*About this task*.
An exact reproduction of all the data is needed, with no images in it.

(Beginning of Extracted records)

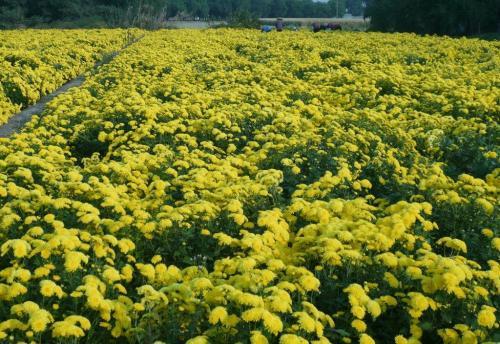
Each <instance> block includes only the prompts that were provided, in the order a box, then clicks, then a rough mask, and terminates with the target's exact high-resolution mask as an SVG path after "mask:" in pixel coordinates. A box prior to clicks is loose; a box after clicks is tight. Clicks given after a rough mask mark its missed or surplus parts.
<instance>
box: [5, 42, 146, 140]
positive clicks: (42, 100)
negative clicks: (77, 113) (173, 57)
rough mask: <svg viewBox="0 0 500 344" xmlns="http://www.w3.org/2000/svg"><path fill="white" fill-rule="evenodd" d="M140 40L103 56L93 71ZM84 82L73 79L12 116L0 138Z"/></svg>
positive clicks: (18, 126) (13, 131)
mask: <svg viewBox="0 0 500 344" xmlns="http://www.w3.org/2000/svg"><path fill="white" fill-rule="evenodd" d="M141 38H142V37H138V38H136V39H134V40H132V41H131V42H129V43H127V44H126V45H125V46H124V47H123V48H122V49H121V50H119V51H115V52H113V53H111V54H109V55H106V56H104V57H103V59H102V60H101V61H99V62H97V63H96V64H95V66H94V71H95V70H96V69H97V68H98V67H99V66H102V65H105V64H108V63H110V62H111V61H112V60H113V59H114V58H115V57H116V56H118V55H119V54H120V53H121V52H122V51H123V50H125V49H126V48H127V47H129V46H130V45H132V44H134V43H136V42H138V41H139V40H140V39H141ZM84 81H85V77H84V75H80V76H78V77H76V78H75V79H73V80H71V81H69V82H67V83H66V84H64V85H63V86H61V87H60V88H58V89H57V90H55V91H54V92H52V93H50V94H48V95H46V96H44V97H42V98H41V99H40V100H39V101H38V102H37V103H36V104H33V105H31V106H29V107H27V108H26V109H24V110H22V111H21V112H19V113H17V114H15V115H14V116H12V117H11V118H10V119H9V121H8V122H7V123H6V124H4V125H2V126H0V138H8V137H11V136H12V135H14V134H15V133H17V132H19V131H20V130H21V129H22V127H23V126H24V125H25V124H26V123H27V122H29V121H30V120H31V118H32V117H33V116H34V115H37V114H38V115H40V114H42V113H43V111H44V110H45V106H46V105H47V103H48V102H50V101H51V100H52V99H54V98H55V97H57V96H58V95H60V94H62V93H65V92H67V91H68V90H69V89H70V88H73V87H79V86H81V85H82V84H83V83H84Z"/></svg>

(End of Extracted records)

*Response to this task*.
Each <instance> block includes only the prompts that were provided, in the order a box, then clicks, then a rough mask, and terminates with the target's exact high-resolution mask as an SVG path after "mask:" in pixel coordinates. A box prior to clicks is loose; a box after clicks is tight. Clicks given after a rough mask mark its missed or surplus parts.
<instance>
box: [5, 42, 146, 140]
positive clicks: (42, 100)
negative clicks: (77, 113) (173, 57)
rough mask: <svg viewBox="0 0 500 344" xmlns="http://www.w3.org/2000/svg"><path fill="white" fill-rule="evenodd" d="M140 40L103 56L93 71ZM84 82L73 79L12 116L0 138Z"/></svg>
positive clicks: (18, 126) (13, 131)
mask: <svg viewBox="0 0 500 344" xmlns="http://www.w3.org/2000/svg"><path fill="white" fill-rule="evenodd" d="M141 38H142V37H138V38H136V39H134V40H132V41H131V42H129V43H127V44H126V45H125V46H124V47H123V48H122V49H121V50H119V51H115V52H113V53H111V54H109V55H106V56H104V57H103V59H102V60H101V61H99V62H97V63H96V64H95V66H94V71H95V70H96V69H97V68H98V67H99V66H102V65H105V64H108V63H110V62H111V61H112V60H113V59H114V58H115V57H116V56H118V55H119V54H120V53H121V52H122V51H123V50H125V49H126V48H127V47H129V46H130V45H132V44H134V43H136V42H138V41H139V40H140V39H141ZM84 81H85V77H84V75H80V76H78V77H76V78H75V79H73V80H71V81H69V82H67V83H66V84H64V85H63V86H61V87H60V88H58V89H57V90H55V91H54V92H52V93H50V94H48V95H46V96H44V97H42V98H41V99H40V100H39V101H38V102H37V103H36V104H33V105H31V106H29V107H27V108H26V109H24V110H22V111H21V112H19V113H17V114H15V115H14V116H12V117H11V118H10V119H9V121H8V122H7V123H6V124H4V125H2V126H0V138H8V137H11V136H12V135H14V134H15V133H17V132H19V131H20V130H21V129H22V127H23V126H24V125H25V124H26V123H27V122H29V121H30V120H31V118H32V117H33V116H34V115H37V114H38V115H40V114H42V113H43V111H44V110H45V106H46V105H47V103H48V102H50V101H51V100H52V99H54V98H55V97H57V96H58V95H60V94H62V93H65V92H67V91H68V90H69V89H70V88H73V87H79V86H81V85H82V84H83V83H84Z"/></svg>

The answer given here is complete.